*Task statement:*
Could you write out, exactly and with no pictures, every line from the one containing "Mark one point per instance of the horizontal" through the last line of the entries?
Data section below:
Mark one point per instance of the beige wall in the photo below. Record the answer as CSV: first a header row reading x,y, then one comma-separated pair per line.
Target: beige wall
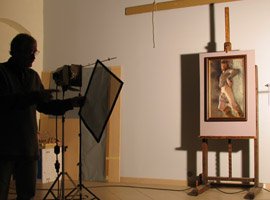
x,y
81,31
21,16
152,112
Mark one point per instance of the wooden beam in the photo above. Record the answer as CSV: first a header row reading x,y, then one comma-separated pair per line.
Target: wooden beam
x,y
170,5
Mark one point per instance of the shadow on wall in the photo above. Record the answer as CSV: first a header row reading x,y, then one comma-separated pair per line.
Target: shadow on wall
x,y
190,130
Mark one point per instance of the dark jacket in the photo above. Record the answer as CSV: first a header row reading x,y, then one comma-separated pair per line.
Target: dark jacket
x,y
19,101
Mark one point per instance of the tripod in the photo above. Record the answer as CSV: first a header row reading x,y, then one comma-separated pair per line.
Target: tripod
x,y
62,173
79,188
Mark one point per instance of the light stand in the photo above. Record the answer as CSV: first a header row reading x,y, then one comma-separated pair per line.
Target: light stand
x,y
63,173
79,188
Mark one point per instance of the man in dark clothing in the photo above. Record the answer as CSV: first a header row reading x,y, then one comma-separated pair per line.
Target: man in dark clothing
x,y
21,95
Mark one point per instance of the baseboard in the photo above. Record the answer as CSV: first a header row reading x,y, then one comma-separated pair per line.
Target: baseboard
x,y
151,181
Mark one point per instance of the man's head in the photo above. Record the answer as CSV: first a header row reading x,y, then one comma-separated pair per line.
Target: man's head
x,y
225,65
23,49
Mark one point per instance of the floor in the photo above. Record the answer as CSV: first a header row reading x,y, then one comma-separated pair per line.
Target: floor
x,y
108,191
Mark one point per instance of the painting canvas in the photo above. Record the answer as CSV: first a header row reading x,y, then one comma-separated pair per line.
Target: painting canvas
x,y
225,88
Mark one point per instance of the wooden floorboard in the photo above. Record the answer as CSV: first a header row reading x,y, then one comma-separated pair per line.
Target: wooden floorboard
x,y
109,191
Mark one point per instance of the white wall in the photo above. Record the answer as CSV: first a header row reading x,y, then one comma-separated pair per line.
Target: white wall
x,y
79,32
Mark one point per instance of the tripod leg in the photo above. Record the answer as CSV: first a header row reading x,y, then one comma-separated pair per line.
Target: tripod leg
x,y
74,184
95,197
50,189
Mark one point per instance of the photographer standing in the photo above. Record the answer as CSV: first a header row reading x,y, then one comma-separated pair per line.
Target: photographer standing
x,y
21,95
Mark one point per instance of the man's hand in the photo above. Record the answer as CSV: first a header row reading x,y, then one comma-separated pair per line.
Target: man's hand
x,y
77,101
229,82
43,96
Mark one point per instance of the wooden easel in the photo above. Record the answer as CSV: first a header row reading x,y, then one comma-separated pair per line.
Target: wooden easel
x,y
204,183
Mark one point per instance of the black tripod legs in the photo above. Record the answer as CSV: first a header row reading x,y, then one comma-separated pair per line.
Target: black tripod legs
x,y
78,192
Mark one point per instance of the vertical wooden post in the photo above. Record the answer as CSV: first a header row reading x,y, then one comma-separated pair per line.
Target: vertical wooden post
x,y
230,157
227,44
205,161
256,140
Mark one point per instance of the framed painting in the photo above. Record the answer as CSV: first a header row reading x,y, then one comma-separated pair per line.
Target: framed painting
x,y
225,88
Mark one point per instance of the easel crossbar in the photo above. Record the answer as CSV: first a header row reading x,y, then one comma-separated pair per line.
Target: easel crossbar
x,y
241,179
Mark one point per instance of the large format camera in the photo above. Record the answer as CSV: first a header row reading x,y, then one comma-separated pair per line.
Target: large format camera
x,y
68,75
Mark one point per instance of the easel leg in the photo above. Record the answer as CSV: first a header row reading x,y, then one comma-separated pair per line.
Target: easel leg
x,y
202,188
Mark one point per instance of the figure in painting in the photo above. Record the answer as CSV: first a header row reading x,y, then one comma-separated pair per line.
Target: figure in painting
x,y
227,103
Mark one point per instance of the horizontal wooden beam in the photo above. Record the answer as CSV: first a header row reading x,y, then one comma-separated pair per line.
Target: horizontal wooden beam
x,y
170,5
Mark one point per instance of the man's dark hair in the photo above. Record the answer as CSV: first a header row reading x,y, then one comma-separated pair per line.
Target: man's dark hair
x,y
19,41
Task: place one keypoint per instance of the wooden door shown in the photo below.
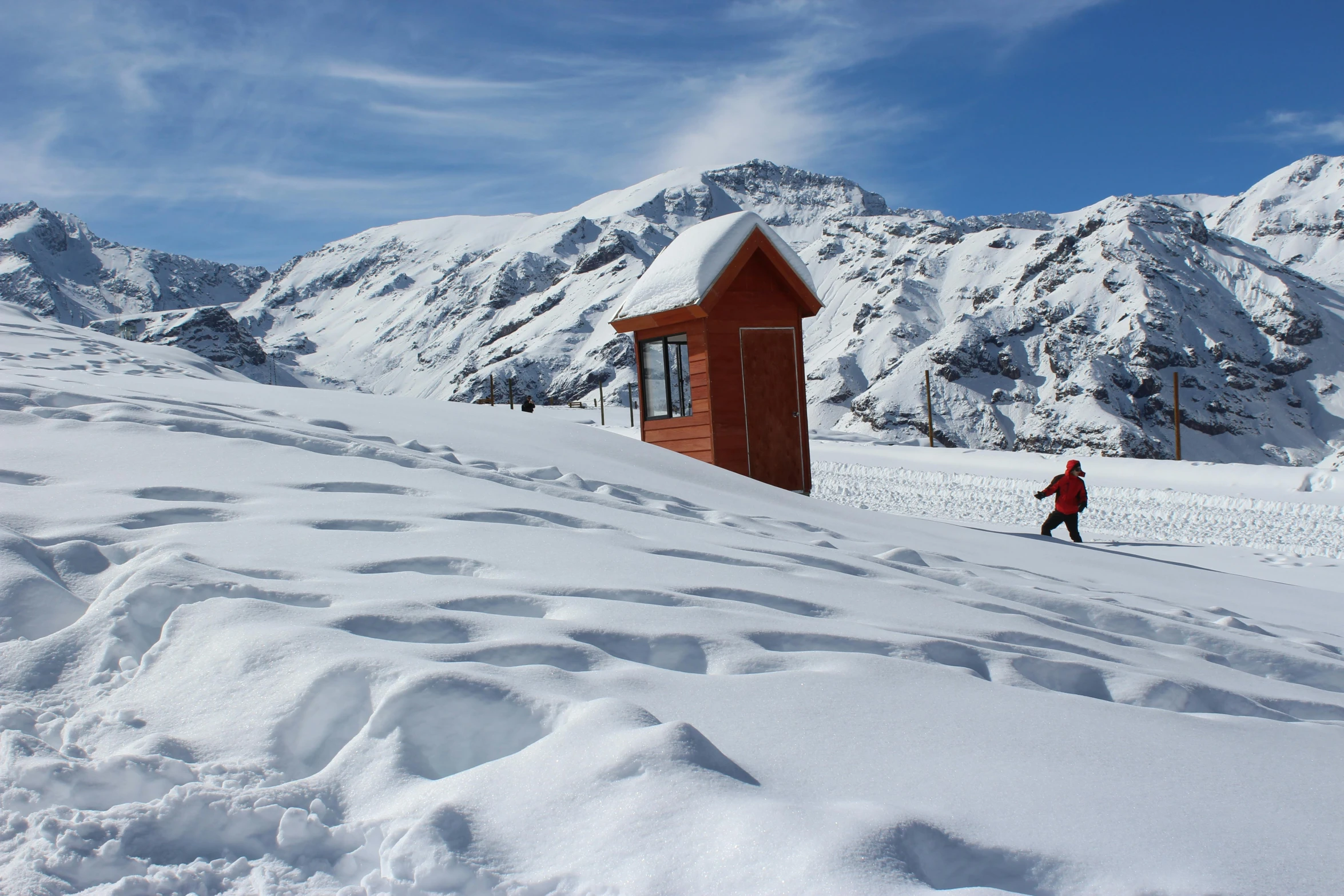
(773, 410)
End of Data section.
*Task output:*
Mark one point per instance of the horizontal wooden beam in the photo above. Record the answer as CSV: first a header row reading x,y, then one comma-separated pair per line.
Target: horizontal wooden beam
x,y
170,5
Mark one point per instance of the man's dark hair in the photo above. Record the answer as CSV: first a header row reading x,y, then one comma-separated pair per line.
Target: man's dark hair
x,y
19,41
Task: place one keypoint per instance of the wooden door shown in the photo below.
(773, 410)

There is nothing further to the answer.